>> BEGIN Supplied text

Buick's model lineup for 1961 included the entry-level Special, priced from $2,330 to $2820, the LeSabre with prices in the $3000-range, the sporty performance Invicta in the mid-$3000s, and the top-of-the-line Electra in the upper-$3,000s and lower-$4000s. All were powered by eight-cylinder engines with the Special using a 215 CID with 155 horsepower, the LeSabre using a 364 CID V8 rated at 250 hp, and the Invicta and Electra sharing a 401 CID V8 with 325 horsepower. A two-barrel version of the 364 CID was optional, with 9.0:1 compression and 235 horsepower at 4400 RPM.
The LeSabre had the widest range of body styles of all 1961 Buick models, offered as a 2- and 4-door sedan, 6- and 9-passenger station wagon, convertible, hardtop sedan, hardtop coupe, and a convertible coupe. The 113,250 LeSabre's produced in 1961 accounted for approximately 41-percent of Buick's total sales that year, with the four-door hardtop and four-door sedan being the most popular, with 37,790 and 35,005 examples produced respectively. The two-door hardtop had 14,474 units built and 11,971 of the convertible coupe. 5,959 were two-door sedans.

>> END Supplied text
>> BEGIN Dataset content

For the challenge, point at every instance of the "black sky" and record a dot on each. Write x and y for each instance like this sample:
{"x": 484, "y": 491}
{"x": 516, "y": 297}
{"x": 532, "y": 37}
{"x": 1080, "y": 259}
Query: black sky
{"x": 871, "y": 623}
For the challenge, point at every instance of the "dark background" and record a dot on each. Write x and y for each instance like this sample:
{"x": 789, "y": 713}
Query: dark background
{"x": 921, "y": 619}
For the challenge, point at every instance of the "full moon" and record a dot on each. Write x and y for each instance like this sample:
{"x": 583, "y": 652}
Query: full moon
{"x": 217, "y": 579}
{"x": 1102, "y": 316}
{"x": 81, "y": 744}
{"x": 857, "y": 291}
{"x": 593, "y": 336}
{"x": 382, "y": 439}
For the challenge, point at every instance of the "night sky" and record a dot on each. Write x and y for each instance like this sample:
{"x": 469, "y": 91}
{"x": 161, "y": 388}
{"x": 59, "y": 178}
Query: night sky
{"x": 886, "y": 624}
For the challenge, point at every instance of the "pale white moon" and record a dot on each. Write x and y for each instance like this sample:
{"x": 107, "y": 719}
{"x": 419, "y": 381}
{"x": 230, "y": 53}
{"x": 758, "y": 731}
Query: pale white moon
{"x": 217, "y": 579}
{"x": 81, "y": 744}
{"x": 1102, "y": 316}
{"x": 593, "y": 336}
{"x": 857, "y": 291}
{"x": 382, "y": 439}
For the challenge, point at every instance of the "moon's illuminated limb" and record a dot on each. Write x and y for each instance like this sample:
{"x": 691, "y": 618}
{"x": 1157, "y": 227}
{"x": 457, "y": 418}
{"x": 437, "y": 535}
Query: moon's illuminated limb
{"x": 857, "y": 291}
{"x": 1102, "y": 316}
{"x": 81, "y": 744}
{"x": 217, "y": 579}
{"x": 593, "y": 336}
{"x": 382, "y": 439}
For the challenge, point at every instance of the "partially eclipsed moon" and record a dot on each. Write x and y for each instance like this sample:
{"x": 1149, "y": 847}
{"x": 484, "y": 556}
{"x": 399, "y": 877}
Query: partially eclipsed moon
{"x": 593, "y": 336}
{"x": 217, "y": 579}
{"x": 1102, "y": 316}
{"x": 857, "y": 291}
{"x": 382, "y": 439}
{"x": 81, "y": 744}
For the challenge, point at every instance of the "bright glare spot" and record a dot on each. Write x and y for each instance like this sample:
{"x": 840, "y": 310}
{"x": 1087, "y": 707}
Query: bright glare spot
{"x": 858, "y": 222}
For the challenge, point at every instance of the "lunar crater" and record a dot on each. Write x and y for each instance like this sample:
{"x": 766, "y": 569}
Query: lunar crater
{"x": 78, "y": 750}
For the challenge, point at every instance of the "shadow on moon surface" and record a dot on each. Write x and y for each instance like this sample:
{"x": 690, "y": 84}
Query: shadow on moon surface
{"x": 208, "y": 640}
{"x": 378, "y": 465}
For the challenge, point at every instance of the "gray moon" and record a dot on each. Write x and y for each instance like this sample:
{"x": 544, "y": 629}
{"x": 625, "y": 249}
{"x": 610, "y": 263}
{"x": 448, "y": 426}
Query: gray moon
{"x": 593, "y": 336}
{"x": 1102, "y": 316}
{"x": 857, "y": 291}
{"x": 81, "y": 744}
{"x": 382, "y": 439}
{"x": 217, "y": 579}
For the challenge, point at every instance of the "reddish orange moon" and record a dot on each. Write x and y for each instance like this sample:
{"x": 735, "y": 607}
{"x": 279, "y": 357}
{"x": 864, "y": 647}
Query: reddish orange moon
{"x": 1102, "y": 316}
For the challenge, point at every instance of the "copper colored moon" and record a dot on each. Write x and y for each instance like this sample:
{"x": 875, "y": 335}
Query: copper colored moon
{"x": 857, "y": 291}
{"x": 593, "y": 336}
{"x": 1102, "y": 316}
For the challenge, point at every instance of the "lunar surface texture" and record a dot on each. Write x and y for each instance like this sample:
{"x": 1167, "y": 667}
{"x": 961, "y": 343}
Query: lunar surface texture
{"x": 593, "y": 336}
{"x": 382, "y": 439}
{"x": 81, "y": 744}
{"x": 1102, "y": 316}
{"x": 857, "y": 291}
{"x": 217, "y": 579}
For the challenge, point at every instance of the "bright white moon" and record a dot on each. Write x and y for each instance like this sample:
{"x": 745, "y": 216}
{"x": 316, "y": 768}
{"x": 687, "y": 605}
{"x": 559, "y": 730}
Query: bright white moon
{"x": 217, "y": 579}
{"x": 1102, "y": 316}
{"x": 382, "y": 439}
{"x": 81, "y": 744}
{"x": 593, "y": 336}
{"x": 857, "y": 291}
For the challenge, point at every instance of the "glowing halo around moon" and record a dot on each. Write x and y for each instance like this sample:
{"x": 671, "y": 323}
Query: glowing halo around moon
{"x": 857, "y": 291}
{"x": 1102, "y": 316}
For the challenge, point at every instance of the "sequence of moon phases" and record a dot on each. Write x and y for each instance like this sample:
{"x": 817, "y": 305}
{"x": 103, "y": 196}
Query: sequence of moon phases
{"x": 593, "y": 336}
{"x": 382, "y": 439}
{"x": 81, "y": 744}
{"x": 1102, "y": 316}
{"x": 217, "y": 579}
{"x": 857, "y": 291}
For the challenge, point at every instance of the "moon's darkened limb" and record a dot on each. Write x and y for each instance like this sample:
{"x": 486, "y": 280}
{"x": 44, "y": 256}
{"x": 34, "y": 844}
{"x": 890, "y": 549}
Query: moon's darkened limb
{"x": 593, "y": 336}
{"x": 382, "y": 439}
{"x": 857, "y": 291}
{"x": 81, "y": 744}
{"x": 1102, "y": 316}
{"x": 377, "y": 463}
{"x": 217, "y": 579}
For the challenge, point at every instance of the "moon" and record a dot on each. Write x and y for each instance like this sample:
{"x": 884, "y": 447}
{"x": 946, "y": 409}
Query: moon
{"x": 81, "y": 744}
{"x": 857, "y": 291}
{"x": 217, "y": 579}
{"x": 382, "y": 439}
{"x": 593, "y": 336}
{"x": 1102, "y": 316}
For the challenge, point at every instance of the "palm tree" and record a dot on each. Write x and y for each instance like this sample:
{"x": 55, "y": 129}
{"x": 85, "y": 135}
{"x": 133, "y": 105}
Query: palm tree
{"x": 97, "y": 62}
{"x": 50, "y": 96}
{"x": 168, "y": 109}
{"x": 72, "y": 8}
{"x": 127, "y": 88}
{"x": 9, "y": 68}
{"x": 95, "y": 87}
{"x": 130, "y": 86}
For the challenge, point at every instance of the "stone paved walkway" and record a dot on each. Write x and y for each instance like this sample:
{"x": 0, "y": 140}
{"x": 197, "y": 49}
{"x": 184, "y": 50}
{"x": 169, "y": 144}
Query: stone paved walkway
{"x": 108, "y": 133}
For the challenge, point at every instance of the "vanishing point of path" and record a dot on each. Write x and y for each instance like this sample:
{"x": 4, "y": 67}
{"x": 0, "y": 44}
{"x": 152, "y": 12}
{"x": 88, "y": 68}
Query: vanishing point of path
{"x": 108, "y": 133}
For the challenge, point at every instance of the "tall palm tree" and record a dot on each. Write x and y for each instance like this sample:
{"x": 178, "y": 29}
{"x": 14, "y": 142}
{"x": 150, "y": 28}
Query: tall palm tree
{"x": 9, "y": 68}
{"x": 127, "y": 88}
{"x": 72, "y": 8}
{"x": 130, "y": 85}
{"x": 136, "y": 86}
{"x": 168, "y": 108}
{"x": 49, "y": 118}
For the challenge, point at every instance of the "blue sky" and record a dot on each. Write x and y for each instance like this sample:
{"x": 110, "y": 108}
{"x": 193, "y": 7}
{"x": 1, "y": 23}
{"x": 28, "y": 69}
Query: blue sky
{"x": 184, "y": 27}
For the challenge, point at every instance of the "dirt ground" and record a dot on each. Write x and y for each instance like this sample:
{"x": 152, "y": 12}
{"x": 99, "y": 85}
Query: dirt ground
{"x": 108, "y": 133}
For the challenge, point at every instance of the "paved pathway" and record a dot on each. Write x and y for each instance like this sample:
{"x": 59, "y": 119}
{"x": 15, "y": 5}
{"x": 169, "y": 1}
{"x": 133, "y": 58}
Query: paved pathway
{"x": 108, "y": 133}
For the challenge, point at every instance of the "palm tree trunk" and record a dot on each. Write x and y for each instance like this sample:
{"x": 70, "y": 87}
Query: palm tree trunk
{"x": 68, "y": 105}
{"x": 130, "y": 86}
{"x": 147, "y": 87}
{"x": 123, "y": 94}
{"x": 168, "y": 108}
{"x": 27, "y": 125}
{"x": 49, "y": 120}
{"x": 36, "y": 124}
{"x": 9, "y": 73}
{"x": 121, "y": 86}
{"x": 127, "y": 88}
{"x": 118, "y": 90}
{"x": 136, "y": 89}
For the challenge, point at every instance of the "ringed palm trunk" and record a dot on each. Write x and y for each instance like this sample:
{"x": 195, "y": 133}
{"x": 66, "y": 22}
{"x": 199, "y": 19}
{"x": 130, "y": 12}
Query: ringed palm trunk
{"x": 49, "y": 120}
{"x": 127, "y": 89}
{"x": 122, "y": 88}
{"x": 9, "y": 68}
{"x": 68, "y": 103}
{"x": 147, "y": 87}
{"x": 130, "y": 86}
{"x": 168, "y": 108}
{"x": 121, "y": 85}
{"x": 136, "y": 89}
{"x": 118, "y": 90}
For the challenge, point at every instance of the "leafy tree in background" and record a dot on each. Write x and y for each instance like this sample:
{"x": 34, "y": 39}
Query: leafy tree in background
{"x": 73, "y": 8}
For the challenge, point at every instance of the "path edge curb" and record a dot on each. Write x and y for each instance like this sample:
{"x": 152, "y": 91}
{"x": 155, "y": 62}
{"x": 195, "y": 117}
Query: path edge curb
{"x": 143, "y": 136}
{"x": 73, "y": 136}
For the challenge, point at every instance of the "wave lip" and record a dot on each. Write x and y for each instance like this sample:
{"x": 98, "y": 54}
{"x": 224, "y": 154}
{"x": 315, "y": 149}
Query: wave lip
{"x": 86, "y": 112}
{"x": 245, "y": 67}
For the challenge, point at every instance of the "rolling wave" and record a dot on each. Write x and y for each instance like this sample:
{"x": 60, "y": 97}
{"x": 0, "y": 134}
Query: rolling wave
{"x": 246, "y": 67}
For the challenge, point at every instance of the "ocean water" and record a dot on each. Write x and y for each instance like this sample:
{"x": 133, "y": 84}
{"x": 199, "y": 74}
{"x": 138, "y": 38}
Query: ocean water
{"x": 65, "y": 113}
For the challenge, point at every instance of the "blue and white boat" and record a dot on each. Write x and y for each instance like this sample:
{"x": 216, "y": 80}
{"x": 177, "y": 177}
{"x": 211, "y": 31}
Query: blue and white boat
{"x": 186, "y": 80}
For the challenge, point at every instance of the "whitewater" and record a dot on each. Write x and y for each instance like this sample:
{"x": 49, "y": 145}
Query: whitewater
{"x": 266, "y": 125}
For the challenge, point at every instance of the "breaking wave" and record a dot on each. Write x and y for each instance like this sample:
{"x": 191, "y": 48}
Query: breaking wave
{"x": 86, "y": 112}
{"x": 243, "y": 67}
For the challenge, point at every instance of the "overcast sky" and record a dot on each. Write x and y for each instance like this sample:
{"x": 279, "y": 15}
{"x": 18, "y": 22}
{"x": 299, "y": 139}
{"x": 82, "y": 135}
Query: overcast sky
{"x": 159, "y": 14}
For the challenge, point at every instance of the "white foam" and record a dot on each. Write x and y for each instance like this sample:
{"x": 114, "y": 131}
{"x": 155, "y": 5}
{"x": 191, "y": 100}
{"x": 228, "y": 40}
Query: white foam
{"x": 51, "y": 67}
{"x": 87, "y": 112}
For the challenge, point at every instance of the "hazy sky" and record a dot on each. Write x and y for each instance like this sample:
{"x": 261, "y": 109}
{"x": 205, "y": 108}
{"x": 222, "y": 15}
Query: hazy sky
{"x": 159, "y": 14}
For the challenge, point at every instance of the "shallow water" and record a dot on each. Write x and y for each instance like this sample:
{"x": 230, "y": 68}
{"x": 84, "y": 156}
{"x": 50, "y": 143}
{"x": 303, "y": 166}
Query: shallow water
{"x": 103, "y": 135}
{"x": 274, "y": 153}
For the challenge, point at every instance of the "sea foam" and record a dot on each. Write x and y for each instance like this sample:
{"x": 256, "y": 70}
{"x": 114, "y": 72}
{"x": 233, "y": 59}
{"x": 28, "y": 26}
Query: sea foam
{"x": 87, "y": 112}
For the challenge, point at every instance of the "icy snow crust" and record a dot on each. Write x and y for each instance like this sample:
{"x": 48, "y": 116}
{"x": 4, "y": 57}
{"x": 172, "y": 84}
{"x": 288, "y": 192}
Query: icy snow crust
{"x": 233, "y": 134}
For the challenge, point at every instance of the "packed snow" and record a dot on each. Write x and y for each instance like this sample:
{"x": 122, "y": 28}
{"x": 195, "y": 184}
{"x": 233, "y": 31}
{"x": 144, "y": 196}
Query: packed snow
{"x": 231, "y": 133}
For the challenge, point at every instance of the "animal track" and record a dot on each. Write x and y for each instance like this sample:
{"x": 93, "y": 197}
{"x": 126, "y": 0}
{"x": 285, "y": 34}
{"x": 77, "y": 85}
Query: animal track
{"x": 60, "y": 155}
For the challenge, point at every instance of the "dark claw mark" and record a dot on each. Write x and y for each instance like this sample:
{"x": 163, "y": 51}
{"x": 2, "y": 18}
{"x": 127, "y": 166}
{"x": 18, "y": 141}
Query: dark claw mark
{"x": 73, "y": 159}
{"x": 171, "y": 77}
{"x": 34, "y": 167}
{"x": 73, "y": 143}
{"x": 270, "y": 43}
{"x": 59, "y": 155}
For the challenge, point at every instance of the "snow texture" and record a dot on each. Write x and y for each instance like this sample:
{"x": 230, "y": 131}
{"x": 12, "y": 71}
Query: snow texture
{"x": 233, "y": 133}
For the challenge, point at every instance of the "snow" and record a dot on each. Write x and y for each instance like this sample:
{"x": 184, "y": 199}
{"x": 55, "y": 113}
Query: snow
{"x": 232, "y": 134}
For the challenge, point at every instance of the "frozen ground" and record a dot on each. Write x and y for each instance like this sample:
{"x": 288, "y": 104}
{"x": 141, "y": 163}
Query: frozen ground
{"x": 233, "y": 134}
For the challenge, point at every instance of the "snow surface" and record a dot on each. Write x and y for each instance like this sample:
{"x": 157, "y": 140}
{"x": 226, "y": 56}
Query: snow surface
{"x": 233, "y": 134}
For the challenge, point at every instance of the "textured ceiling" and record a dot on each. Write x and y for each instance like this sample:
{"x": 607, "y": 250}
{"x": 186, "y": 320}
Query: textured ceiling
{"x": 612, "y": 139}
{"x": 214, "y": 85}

>> END Dataset content

Set tasks
1. According to the passage on Buick's 1961 models, which two models shared the 401 CID V8?
2. Extend the passage on Buick's 1961 models, picking up right after its final sentence.
The listing has no connection to the passage on Buick's 1961 models.

Answers below
1. The Invicta and the Electra.

2.
The LeSabre, Invicta, and Electra model names were used in 1959 and 1960, the Special was new for 1961, although it had been used by Buick in the past, the most recent was 1958. In 1959 and 1960, the LeSabre served as Buick's entry-level model, in 1961 it moved up a notch with the re-introduction of the Special.
Both the Lesabre and Invicta shared a 126-inch wheelbase chassis for 1961, with both having a length of 213.2-inches. The Special (in Standard and Deluxe from) had a 112-inch wheelbase while the Electra (and Electra 225) rested on a 126-inch platform. The entire Buick range was slimmed down for 1961, with more restrain application of brightwork and a single, narrow bright molding on the upper body being the only adornment. The brand new X-Type frame received a new rear suspension consisting of a three-link design, with the rear axle located to the frame by two outboard lower links and one upper stabilizer bar. The suspension system consisted of coil springs front and rear, true-balance stabilizer bar, track bar, and hydraulic shock absorbers all round.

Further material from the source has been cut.